* Start Text passage *
It's interesting that Snowflake went shopping for Crunchy Data over Neon. While Neon focused on bringing compute and storage separation to OLTP, Crunchy Data focused more on bringing OLTP/PostgreSQL closer to OLAP with DuckDB and Iceberg.
In a way, Crunch Data was a competitor to Snowflake as they literally name themselves as "Postgresql Data Warehouse" but correct me if I'm wrong. Neon sounds more complementary to Snowflake as they were struggling with an OLTP backend, namely their Unistore product, which was announced 3 years ago but never went into general availability due to its scalability issues.
Maybe Neon was 4x more expensive, but this acquisition sounds more like an answer to Databricks than a strategic acquisition if I'm being honest. Apparently, Crunchy had $30M ARR, so it's 8x ARR, which is a cheaper answer to Databricks.
I thought Crunchy Data Warehouse was their main product, looking at most of their marketing posts. What's the advantage of using their managed PostgreSQL offering on the cloud, compared to native offerings such as AWS RDS and GCP Cloud SQL?
* End Text passage *
_Task 1_
Copy the forum thread verbatim from "In a way, Crunch" to "answer to Databricks.".
_Task 2_
In the forum thread, which Snowflake product was announced but never reached general availability?
_Task 3_
Resume the forum thread on Snowflake's purchase of Crunchy Data, beginning immediately after its final sentence.
The rows below are separate material from the forum thread above.
* Start Record excerpts *
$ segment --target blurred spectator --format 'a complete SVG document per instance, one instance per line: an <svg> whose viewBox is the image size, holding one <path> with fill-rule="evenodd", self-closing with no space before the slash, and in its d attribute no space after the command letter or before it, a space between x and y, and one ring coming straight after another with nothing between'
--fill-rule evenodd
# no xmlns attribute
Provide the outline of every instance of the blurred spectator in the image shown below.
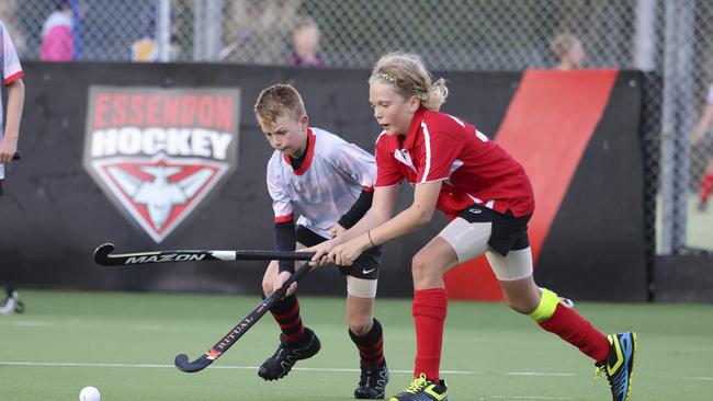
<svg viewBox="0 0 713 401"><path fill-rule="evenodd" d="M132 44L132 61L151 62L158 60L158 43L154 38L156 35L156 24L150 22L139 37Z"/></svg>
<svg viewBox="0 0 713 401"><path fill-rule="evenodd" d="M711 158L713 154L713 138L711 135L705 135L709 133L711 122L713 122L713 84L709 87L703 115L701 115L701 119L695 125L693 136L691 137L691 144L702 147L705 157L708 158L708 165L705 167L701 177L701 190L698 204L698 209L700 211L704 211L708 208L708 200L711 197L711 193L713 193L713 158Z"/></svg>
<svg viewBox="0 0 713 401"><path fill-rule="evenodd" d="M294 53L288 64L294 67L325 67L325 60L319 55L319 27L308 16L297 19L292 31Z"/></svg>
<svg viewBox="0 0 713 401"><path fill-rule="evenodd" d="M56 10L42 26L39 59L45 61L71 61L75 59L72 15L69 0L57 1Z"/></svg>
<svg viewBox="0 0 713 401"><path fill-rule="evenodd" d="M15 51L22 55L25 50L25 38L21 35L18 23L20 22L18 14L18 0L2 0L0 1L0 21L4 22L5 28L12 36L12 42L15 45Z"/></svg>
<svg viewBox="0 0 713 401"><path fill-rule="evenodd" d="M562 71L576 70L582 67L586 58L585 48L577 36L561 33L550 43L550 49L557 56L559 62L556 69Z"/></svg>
* End Record excerpts *
_Written reply 1_
In a way, Crunch Data was a competitor to Snowflake as they literally name themselves as "Postgresql Data Warehouse" but correct me if I'm wrong. Neon sounds more complementary to Snowflake as they were struggling with an OLTP backend, namely their Unistore product, which was announced 3 years ago but never went into general availability due to its scalability issues.
Maybe Neon was 4x more expensive, but this acquisition sounds more like an answer to Databricks than a strategic acquisition if I'm being honest. Apparently, Crunchy had $30M ARR, so it's 8x ARR, which is a cheaper answer to Databricks.

_Written reply 2_
Unistore

_Written reply 3_
1) built using an open source kubernetes operator, as I understand
2) Crunchy provides true superuser access and access to physical backups – that's huge
> Part of the reason Snowflake and Databricks are interested in database companies is because PostgreSQL can serve as the underlying database for customers to create AI agents with data they store in the companies’ respective platforms.
I don't understand this part. What does PostgreSQL offer here that these vendors believe they can't add to their existing platform? Is it the ecosystem?
Oh my bad! I was under the (evidently mistaken) impression that since they were bought by databricks they would just become a part of that and cease to be.
Evidently, I was very wrong, which I’m glad to hear tbh.
is it open source? (this? https://github.com/neondatabase/neon.git ) and since it's serverless, in terms of being on the internet what are you saying has disappeared, a proprietary version? support/consulting contracts?
But why do they need serverless Postgres for that?
They could achieve the same with normal pg, or SQLite. Or any number of other embedded DB’s. There’s also plenty of disaggregated compute options available…
I imagine they are buying the expertise in managing the transactional system rather than the IP itself. Operationally running a transactional system is a different ballgame for these OLAP players.
(of course what they're not getting is scale readiness.. it's not like these companies have anything resembling RDS level customer workloads)
There are a couple different reasons that make this acquisition interesting.
First is their long pursuit of HTAP and the failures around unistore.
Snowflake wanted to get into transactional workloads for a long time and for good reasons.
I wonder what will happen to Unistore after this acquisition.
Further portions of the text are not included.